Some local news: The Appelo Archives Center is open again on Tuesdays, Thursdays and Fridays from 9 to 2. A coffee group meets there most mornings with whoever wants to join them. Ashley is in the kitchen making fresh biscuits and gravy and baking bread and muffins, so even the smell invites you to come and have breakfast. The 2021 calendar is now for sale with logging photos at a price of $25.
Lisa Nelson, Naselle/Grays River Valley School District superintendent, sent along a message: "We now have students from K-8 on campus four days a week, with Wednesday still being reserved for connecting with all students who are choosing to do schooling strictly at home and partner with us over Zoom or other educational platforms.

**Things to do:**
- 1) According to the local news passage, on which days and at what hours is the Appelo Archives Center open?
- 2) List every day of the week named in the local news passage.
- 3) Does each statement agree with the local news passage? Answer yes or no for each, quoting the words that decide it.
(a) The 2021 calendar costs $25.
(b) The coffee group meets at the center every morning.
(c) K-8 students are on campus five days a week.
The lines that follow are separate material, unrelated to the local news passage.

**Data:**
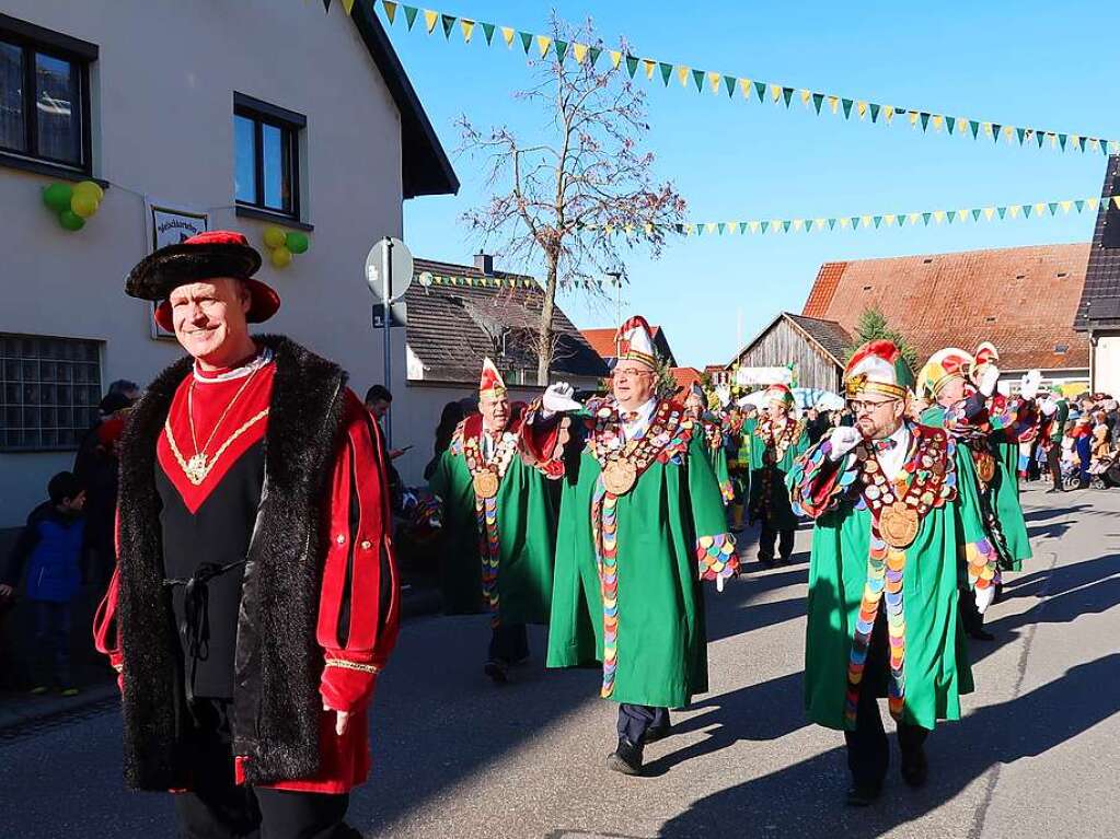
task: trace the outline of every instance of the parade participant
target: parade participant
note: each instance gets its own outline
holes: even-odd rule
[[[118,571],[95,625],[124,775],[180,836],[349,836],[396,638],[385,463],[336,365],[249,323],[279,308],[231,232],[143,258],[125,293],[189,353],[121,441]]]
[[[852,805],[878,798],[889,764],[877,697],[888,697],[903,779],[921,786],[927,735],[960,718],[972,689],[956,619],[953,441],[906,418],[912,381],[894,343],[860,347],[844,370],[856,426],[834,428],[787,479],[816,521],[805,706],[844,732]]]
[[[647,323],[629,319],[618,339],[610,396],[579,409],[553,385],[523,443],[542,462],[562,458],[567,475],[549,667],[603,662],[600,694],[619,703],[607,765],[638,774],[644,746],[670,730],[669,708],[708,689],[699,579],[721,588],[738,557],[702,431],[655,396]]]
[[[793,416],[793,393],[785,385],[771,385],[763,397],[757,420],[748,420],[743,434],[750,440],[750,524],[762,522],[758,560],[766,567],[775,564],[777,541],[780,563],[793,556],[793,534],[797,517],[790,507],[785,477],[793,462],[809,449],[805,424]]]
[[[489,613],[484,671],[504,685],[510,667],[529,658],[525,624],[549,622],[556,505],[544,473],[517,453],[525,406],[510,402],[488,358],[478,412],[456,427],[429,489],[444,500],[445,609]]]
[[[964,350],[946,347],[935,352],[918,374],[918,392],[931,406],[922,414],[926,425],[946,428],[956,442],[958,491],[962,516],[960,546],[965,565],[970,598],[962,593],[961,607],[965,631],[974,639],[990,641],[983,629],[983,614],[1001,584],[1001,572],[1019,571],[1030,557],[1030,540],[1019,507],[1018,486],[1008,459],[996,446],[1017,446],[1023,399],[995,399],[999,369],[988,357],[977,370],[976,359]],[[970,383],[974,376],[978,385]],[[1037,393],[1037,373],[1024,377],[1021,387],[1033,398]],[[1023,411],[1021,426],[1033,425],[1034,417]],[[1016,452],[1016,459],[1018,453]],[[1000,507],[1000,498],[1004,506]]]
[[[707,411],[707,406],[708,397],[703,388],[698,383],[693,383],[684,399],[684,413],[703,430],[703,437],[708,444],[708,463],[716,474],[716,480],[719,481],[719,491],[724,503],[730,505],[735,501],[735,489],[731,487],[731,475],[727,468],[724,425],[719,417]]]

**Results in order:**
- 1) Tuesdays, Thursdays and Fridays from 9 to 2.

- 2) Tuesday, Thursday, Friday, Wednesday

- 3)
(a) Yes: "The 2021 calendar is now for sale with logging photos at a price of $25."
(b) No: "A coffee group meets there most mornings"
(c) No: "We now have students from K-8 on campus four days a week"